- Belge Alıntısı:
---+---

17 Temmuz 2014 Perşembe

Gençlik Otobüsü - Vınlatmaya Az Kaldı


 Gençlik Otobüsü Projesi benim hayatımda kader mi yoksa tesadüf mü diye arada kalmamdır. En iyisi size yolculuğumu anlatayım ve kararını sizler verin.

Yağmurlu bir gündü (klişe bir başlangıç yapayım demedim ama vallahi yağmurluydu :D), lisans son sınıfın ilk vize zamanları, tüm gece oturup sınava çalışmışım, gözlerimden uyku akıyor ve hala yolda ders notlarımı okuyorum, kafamı kaldırıp etrafı bile görmüyordum. Kadıköy-Kartal metrosuna bindim, son durağa gelince inmek için kalktım ve afiş kısmında 15 ülkeyi gezmemizi sağlayan bir projeden bahsediyor, tam herkes hurraa inme vaziyetindeyken gittim fotoğrafını çektim sonra ayrıntılı inceleyeyim diye. (Şekil 1.A aşağıda mevcuttur :D)

Gençlik Otobüsü





Sınava girdim çıktım, ki ben balık hafızalıyımdır ama bir şey dürttü ve çektiğim fotoğraf aklıma düştü. Sonra üşenmedim açtım sitesini inceledim, ayrıntılı açıklamayı okudum ve akşam eve gidince de online başvuru formunu doldurdum.

Twitter ve facebooktan sürekli takibine başladım sayfalarının, gruplarının ve heyecanla ilk büyük toplantıya davet edilen isimlerin listesini bekliyordum. Açıklanacağı tarih geldi ve toplantıya bekleniyorsunuz, ilk aşamayı geçtiniz yazısını okuduğumda insanların aşık olduğunda karnımda kelebekler uçuşuyor tabirini bende mevcuttu ve heyecandan o kelebekler kaçınılmazdı :D

En renklisinden giriş kartı çıktımı aldım ve doğum günümden bir gün sonra olan toplantı için sıraya geçtim. Bu bana bir mesaj diye psişik düşüncelere kapılmaya başlıyordum, çünkü o afişi görmem bir tesadüf eseriydi, üşenmeyip başvurmam, takip etmem ve büyük toplantının resmen bana doğum günü hediyesi gibi bir ertesi güne koyulması... Neyse :D Sıraya geçtim, yanıma kitap aldığıma şükrettim çünkü kitabı yarıladım, sıra da sıraydı yani :). Çok yoğun programlı ve verimli bir toplantıydı, hatta o esnada Ali Rıza Koç'a kitabı için mail attım ve bana hemen gönderdi, bu blog yazımda kendisine çok teşekkür ederim. Kesinlikle herkesin okuması gerektiğini düşündüğüm bir kitap.

---+---

- Görev Hedefi 1: Gençlik Otobüsü yazısına göre metrodaki afişte tanıtılan proje kaç ülkenin gezilmesini sağlıyordu?
- Görev Hedefi 2: Gençlik Otobüsü yazısında "Gençlik Otobüsü Projesi" ifadesinden başlayıp aşağıya doğru "aşağıda mevcuttur :D)" ifadesine kadar uzanan bölümün tamamını aynen tekrarlayın.

- Sağlanan Veriler:
---+---

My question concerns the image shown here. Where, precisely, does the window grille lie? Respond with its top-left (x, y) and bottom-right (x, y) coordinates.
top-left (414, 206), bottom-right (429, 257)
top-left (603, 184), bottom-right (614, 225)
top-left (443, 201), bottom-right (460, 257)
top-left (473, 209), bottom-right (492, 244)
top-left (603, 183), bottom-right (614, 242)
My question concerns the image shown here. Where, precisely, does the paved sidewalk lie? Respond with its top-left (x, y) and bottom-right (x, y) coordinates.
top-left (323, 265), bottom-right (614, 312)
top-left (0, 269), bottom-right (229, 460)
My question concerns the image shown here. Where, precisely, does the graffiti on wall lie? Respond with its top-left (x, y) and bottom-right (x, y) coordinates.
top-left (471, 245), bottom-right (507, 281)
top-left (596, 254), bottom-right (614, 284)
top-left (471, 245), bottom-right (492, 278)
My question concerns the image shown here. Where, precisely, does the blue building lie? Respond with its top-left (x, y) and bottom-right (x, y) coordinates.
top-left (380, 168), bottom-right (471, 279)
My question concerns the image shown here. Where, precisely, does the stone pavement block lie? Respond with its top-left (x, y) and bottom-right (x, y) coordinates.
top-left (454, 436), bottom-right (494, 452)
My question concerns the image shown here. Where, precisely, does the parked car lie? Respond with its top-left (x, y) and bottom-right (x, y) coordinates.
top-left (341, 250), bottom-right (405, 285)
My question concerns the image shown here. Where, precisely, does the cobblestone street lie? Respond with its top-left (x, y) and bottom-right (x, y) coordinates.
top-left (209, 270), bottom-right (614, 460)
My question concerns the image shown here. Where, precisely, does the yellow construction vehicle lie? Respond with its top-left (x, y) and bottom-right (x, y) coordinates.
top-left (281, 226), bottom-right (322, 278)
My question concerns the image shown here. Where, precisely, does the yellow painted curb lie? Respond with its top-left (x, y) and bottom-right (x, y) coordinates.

---+---

- Tam Yanıt 1: 15 ülkenin.

- Tam Yanıt 2:
Gençlik Otobüsü Projesi benim hayatımda kader mi yoksa tesadüf mü diye arada kalmamdır. En iyisi size yolculuğumu anlatayım ve kararını sizler verin.

Yağmurlu bir gündü (klişe bir başlangıç yapayım demedim ama vallahi yağmurluydu :D), lisans son sınıfın ilk vize zamanları, tüm gece oturup sınava çalışmışım, gözlerimden uyku akıyor ve hala yolda ders notlarımı okuyorum, kafamı kaldırıp etrafı bile görmüyordum. Kadıköy-Kartal metrosuna bindim, son durağa gelince inmek için kalktım ve afiş kısmında 15 ülkeyi gezmemizi sağlayan bir projeden bahsediyor, tam herkes hurraa inme vaziyetindeyken gittim fotoğrafını çektim sonra ayrıntılı inceleyeyim diye. (Şekil 1.A aşağıda mevcuttur :D)